> **Stored data entries**:
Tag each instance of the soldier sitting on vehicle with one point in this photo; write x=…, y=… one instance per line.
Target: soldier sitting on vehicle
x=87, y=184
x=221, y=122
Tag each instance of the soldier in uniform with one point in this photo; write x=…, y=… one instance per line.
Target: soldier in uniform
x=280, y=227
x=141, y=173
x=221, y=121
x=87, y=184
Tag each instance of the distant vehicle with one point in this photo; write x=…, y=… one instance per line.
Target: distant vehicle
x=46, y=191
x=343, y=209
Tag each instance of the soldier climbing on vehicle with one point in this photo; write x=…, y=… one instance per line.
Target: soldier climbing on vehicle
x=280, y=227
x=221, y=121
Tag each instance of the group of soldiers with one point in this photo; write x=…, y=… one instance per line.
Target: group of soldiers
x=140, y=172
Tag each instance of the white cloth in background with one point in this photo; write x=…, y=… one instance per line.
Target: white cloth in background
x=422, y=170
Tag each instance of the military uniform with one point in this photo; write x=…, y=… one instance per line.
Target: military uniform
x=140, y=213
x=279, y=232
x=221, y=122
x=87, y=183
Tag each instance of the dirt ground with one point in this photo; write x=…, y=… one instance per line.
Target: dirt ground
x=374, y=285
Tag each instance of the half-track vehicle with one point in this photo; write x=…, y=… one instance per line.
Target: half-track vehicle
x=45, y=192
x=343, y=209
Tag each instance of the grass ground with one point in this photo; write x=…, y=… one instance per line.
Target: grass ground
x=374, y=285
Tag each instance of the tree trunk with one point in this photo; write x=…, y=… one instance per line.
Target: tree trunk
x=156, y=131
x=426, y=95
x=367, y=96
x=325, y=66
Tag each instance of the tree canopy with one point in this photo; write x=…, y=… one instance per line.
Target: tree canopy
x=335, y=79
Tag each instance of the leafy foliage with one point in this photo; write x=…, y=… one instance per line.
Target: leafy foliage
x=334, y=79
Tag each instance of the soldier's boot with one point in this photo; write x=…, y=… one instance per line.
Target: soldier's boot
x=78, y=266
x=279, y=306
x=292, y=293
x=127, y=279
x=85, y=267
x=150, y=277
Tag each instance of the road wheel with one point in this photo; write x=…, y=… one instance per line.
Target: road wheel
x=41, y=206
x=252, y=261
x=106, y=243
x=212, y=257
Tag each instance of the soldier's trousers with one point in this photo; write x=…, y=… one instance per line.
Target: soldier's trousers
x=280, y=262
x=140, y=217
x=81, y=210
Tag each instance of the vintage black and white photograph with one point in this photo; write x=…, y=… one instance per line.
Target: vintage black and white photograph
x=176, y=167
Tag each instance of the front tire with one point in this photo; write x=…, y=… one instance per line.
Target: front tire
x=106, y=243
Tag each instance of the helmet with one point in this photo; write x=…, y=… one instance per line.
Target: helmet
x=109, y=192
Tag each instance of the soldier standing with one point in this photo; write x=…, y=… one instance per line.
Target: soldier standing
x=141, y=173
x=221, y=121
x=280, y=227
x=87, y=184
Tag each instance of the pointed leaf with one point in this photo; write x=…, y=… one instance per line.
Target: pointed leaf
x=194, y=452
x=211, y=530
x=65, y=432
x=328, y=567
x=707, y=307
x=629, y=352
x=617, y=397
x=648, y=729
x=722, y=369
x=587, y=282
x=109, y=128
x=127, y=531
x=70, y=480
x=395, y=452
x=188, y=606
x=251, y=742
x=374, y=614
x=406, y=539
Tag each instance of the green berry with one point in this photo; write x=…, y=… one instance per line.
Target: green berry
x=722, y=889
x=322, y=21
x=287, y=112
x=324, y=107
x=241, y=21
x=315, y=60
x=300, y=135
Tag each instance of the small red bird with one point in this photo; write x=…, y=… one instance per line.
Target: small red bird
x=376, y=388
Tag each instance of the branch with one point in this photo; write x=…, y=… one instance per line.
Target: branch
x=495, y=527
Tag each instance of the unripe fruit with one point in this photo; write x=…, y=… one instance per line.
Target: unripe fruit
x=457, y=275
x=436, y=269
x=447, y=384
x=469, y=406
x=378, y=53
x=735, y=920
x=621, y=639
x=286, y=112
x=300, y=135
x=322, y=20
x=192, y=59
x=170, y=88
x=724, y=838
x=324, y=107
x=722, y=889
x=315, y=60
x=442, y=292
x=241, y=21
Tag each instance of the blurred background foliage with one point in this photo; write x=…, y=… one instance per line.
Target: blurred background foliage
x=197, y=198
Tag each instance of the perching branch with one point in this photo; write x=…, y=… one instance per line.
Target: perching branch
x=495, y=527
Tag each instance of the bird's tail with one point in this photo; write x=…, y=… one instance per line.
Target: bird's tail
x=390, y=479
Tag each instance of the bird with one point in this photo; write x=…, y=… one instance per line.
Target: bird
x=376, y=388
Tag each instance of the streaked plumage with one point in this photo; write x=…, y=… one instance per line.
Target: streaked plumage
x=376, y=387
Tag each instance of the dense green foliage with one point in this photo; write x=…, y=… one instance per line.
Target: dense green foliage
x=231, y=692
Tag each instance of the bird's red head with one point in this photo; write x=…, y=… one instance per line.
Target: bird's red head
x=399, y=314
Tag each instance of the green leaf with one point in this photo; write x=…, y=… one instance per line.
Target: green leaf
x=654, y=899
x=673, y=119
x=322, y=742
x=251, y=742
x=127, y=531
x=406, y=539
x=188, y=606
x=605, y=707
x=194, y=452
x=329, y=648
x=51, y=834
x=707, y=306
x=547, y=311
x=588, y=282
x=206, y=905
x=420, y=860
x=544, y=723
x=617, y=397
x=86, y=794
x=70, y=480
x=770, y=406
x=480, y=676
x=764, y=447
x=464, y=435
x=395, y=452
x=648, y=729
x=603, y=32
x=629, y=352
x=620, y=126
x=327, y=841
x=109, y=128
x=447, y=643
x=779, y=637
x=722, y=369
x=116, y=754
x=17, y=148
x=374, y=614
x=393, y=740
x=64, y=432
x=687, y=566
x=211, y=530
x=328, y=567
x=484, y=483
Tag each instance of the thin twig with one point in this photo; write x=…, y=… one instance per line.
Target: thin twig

> **Assignment**:
Copy each entry above exactly, character for character.

> **Exercise result**:
Tag each instance of the soldier sitting on vehicle with one point in this photo; write x=…, y=… one instance per line.
Target: soldier sitting on vehicle
x=87, y=184
x=221, y=122
Tag each instance of the soldier in uniform with one point in this photo; write x=…, y=… one instance per line.
Target: soldier in uniform
x=280, y=227
x=141, y=173
x=221, y=121
x=87, y=184
Tag each instance of the distant vehicle with one point in this photo; write x=…, y=… one instance per line.
Target: distant vehicle
x=46, y=191
x=343, y=209
Tag each instance of the soldier climbing on vehicle with one point in this photo; write x=…, y=… one instance per line.
Target: soldier climbing on vehicle
x=280, y=227
x=221, y=121
Tag each instance of the group of soldiers with one point in this photo; write x=…, y=… one instance per line.
Target: group of soldiers
x=140, y=172
Tag each instance of the white cloth in background with one point in this photo; write x=…, y=… one instance per line.
Target: white cloth in background
x=422, y=170
Tag each instance of the military uniform with one point in this photo; write x=…, y=… one instance per line.
Target: military uniform
x=140, y=213
x=279, y=232
x=221, y=122
x=87, y=183
Tag each instance of the dirt ground with one point in this photo; write x=…, y=… one instance per line.
Target: dirt ground
x=374, y=285
Tag each instance of the half-track vehicle with one point in this photo; write x=…, y=… one instance per line.
Target: half-track vehicle
x=45, y=192
x=343, y=209
Tag each instance of the grass ground with one point in this photo; write x=…, y=… one instance per line.
Target: grass ground
x=374, y=285
Tag each instance of the tree trunk with one point in this photo; write x=…, y=… one instance per line.
Target: tree trunk
x=156, y=131
x=426, y=95
x=367, y=96
x=325, y=66
Tag each instance of the tree canopy with one point in this photo; write x=…, y=… one instance per line.
Target: tree canopy
x=335, y=79
Tag each instance of the leafy foliage with one point in this photo; write x=…, y=… one instance per line.
Target: leafy foliage
x=334, y=79
Tag each instance of the soldier's boot with one point in this photo; write x=…, y=… one instance per line.
Target: soldier's boot
x=78, y=266
x=279, y=306
x=292, y=293
x=127, y=279
x=85, y=267
x=150, y=277
Tag each instance of the road wheel with one point in this photo; write x=…, y=… one instance per line.
Target: road wheel
x=41, y=206
x=252, y=261
x=106, y=243
x=212, y=257
Tag each instance of the soldier's trousers with one point in this photo; write x=…, y=… one instance per line.
Target: soldier's trousers
x=280, y=262
x=140, y=217
x=81, y=210
Tag each instance of the vintage black and white photograph with one point in this photo; write x=…, y=… one instance per line.
Target: vintage black and white photograph
x=176, y=167
Tag each instance of the front tire with one point in this photo; write x=…, y=… one instance per line.
Target: front tire
x=106, y=243
Tag each instance of the helmet with one point in this photo; write x=…, y=… one instance per line.
Target: helmet
x=109, y=192
Tag each instance of the soldier standing with one point in this photo; write x=…, y=… one instance per line.
Target: soldier standing
x=141, y=173
x=221, y=121
x=280, y=227
x=87, y=184
Tag each instance of the pointed leaf with one point in this photo; write x=…, y=… one instance per line.
Target: pointed leaf
x=194, y=452
x=211, y=530
x=65, y=432
x=328, y=567
x=707, y=307
x=629, y=352
x=617, y=397
x=648, y=729
x=722, y=369
x=587, y=282
x=109, y=128
x=127, y=531
x=70, y=480
x=395, y=452
x=188, y=606
x=251, y=742
x=374, y=614
x=406, y=539
Tag each instance of the green berry with one point in this photo; write x=…, y=… one instance per line.
Target: green berry
x=722, y=889
x=322, y=21
x=287, y=112
x=324, y=107
x=241, y=21
x=315, y=60
x=300, y=135
Tag each instance of the small red bird with one point in this photo; write x=…, y=… one instance per line.
Target: small red bird
x=376, y=388
Tag each instance of the branch with one point in this photo; write x=…, y=… one instance per line.
Target: branch
x=495, y=527
Tag each instance of the unripe fruit with one point in this photo; write x=…, y=… one instance per line.
Target: unripe fruit
x=457, y=275
x=436, y=269
x=447, y=384
x=469, y=406
x=378, y=53
x=735, y=920
x=621, y=639
x=286, y=112
x=300, y=135
x=322, y=20
x=192, y=59
x=170, y=88
x=724, y=838
x=324, y=107
x=722, y=889
x=315, y=60
x=442, y=292
x=241, y=21
Tag each instance of the blurred background foliage with one point in this photo; write x=…, y=… one instance per line.
Target: blurred background foliage
x=197, y=198
Tag each instance of the perching branch with one point in this photo; write x=…, y=… one instance per line.
Target: perching branch
x=495, y=527
Tag each instance of the bird's tail with one point in this photo; write x=…, y=… one instance per line.
Target: bird's tail
x=390, y=479
Tag each instance of the bird with one point in this photo; write x=…, y=… one instance per line.
Target: bird
x=376, y=388
Tag each instance of the streaked plumage with one point in this photo; write x=…, y=… one instance per line.
Target: streaked plumage
x=376, y=387
Tag each instance of the dense green foliage with one point in this photo; write x=…, y=… one instance per line.
Target: dense green foliage
x=231, y=692
Tag each instance of the bird's red head with one point in this photo; write x=…, y=… one instance per line.
Target: bird's red head
x=399, y=314
Tag each instance of the green leaf with one point in this photo; write x=…, y=… one instance per line.
Target: green leaf
x=654, y=899
x=673, y=119
x=322, y=742
x=251, y=742
x=127, y=531
x=406, y=539
x=188, y=606
x=605, y=707
x=194, y=452
x=329, y=648
x=51, y=834
x=707, y=306
x=547, y=311
x=588, y=282
x=206, y=905
x=420, y=860
x=544, y=723
x=617, y=397
x=86, y=794
x=70, y=480
x=770, y=406
x=480, y=676
x=764, y=447
x=464, y=435
x=395, y=452
x=648, y=729
x=603, y=32
x=629, y=352
x=620, y=126
x=327, y=841
x=109, y=128
x=447, y=643
x=779, y=637
x=722, y=369
x=116, y=754
x=17, y=148
x=374, y=614
x=393, y=740
x=64, y=432
x=687, y=566
x=211, y=530
x=328, y=567
x=484, y=483
Tag each instance of the thin twig with one point in this photo; write x=…, y=… one instance per line.
Target: thin twig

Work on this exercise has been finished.